## Problem statement
Pull out every line below that contains the word "pillow" and copy each such line in full.

Records of labeled boxes
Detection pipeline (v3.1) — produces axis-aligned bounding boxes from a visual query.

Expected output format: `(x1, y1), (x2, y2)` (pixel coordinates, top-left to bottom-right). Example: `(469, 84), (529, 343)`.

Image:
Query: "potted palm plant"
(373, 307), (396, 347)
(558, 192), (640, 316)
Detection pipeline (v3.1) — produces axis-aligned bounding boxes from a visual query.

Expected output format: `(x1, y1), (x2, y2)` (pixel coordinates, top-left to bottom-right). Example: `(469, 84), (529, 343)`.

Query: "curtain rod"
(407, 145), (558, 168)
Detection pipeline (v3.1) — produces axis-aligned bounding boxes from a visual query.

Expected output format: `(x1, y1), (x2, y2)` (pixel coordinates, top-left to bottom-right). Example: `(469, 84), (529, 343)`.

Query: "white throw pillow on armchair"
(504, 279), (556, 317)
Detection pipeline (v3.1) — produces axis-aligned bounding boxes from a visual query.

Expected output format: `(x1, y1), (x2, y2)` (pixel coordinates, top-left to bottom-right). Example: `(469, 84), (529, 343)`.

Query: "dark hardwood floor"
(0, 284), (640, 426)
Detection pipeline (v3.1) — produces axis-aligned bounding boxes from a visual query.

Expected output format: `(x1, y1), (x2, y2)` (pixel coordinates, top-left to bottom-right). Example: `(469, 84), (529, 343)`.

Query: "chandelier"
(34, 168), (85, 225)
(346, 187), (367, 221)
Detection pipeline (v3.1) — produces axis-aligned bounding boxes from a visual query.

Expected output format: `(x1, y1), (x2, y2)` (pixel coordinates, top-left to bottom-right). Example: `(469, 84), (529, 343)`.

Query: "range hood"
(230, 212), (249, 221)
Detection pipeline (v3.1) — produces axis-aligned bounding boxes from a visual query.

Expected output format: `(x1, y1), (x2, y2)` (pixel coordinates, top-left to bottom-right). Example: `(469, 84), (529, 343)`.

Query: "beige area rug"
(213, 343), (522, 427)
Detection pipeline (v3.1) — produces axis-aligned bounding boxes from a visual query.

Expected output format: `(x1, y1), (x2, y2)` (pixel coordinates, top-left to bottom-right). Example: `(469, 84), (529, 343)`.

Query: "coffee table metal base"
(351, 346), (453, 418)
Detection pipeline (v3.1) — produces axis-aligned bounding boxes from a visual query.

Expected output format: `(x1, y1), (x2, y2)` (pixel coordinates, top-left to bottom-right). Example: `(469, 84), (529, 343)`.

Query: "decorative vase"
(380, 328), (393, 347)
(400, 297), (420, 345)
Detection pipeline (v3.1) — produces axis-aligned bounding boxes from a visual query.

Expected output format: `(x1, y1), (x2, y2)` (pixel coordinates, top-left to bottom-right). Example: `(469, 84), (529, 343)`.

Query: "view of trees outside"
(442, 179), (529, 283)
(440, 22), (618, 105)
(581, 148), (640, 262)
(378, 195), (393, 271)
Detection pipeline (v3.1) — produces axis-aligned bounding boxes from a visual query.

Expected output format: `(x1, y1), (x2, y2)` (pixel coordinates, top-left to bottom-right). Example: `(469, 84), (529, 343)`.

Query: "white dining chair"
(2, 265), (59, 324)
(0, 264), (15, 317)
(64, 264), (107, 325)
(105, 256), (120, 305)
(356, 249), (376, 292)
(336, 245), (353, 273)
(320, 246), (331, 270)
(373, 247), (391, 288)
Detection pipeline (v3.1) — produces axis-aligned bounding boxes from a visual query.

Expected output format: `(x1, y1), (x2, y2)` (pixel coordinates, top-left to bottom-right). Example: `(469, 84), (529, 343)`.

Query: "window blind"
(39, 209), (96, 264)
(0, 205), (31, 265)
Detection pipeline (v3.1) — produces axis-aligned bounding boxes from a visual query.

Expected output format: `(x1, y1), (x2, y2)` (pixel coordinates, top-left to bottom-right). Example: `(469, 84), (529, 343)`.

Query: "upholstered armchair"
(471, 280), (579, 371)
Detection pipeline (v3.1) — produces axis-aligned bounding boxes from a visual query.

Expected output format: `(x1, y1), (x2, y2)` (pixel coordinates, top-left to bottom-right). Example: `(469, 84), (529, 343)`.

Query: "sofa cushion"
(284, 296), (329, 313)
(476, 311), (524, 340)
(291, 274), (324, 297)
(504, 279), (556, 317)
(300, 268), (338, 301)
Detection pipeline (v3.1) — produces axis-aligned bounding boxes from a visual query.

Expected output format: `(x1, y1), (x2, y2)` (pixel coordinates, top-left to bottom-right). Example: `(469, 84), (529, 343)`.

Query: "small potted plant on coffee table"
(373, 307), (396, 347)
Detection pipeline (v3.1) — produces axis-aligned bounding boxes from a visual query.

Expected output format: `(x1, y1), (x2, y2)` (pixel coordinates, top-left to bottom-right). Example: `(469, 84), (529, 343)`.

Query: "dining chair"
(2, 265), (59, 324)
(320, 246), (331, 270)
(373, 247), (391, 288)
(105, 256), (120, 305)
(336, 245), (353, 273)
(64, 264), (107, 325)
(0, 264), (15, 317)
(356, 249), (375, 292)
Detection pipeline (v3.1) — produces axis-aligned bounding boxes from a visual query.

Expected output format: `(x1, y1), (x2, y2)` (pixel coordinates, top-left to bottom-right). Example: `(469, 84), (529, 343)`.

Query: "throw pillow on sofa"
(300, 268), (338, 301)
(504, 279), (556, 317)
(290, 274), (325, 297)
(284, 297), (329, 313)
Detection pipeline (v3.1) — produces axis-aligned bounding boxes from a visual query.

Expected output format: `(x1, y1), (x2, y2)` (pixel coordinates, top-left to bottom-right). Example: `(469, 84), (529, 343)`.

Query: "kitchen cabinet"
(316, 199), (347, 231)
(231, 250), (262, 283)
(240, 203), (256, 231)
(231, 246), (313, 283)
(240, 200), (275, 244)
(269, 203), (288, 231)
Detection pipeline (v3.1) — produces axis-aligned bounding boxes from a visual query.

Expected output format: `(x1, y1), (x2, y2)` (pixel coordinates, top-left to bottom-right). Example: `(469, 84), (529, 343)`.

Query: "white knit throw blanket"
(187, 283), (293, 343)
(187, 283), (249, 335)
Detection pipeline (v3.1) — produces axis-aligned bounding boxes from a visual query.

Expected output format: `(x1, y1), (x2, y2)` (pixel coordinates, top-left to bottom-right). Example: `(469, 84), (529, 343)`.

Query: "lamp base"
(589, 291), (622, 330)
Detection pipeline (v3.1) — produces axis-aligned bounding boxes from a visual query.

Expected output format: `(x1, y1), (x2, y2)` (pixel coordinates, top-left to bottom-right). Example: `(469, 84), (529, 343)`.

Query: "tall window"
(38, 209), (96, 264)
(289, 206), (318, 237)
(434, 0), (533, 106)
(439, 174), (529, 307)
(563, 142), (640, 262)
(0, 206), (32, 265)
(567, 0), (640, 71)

## Solution to this task
Query: "white throw pillow on armchair"
Query: "throw pillow on sofa"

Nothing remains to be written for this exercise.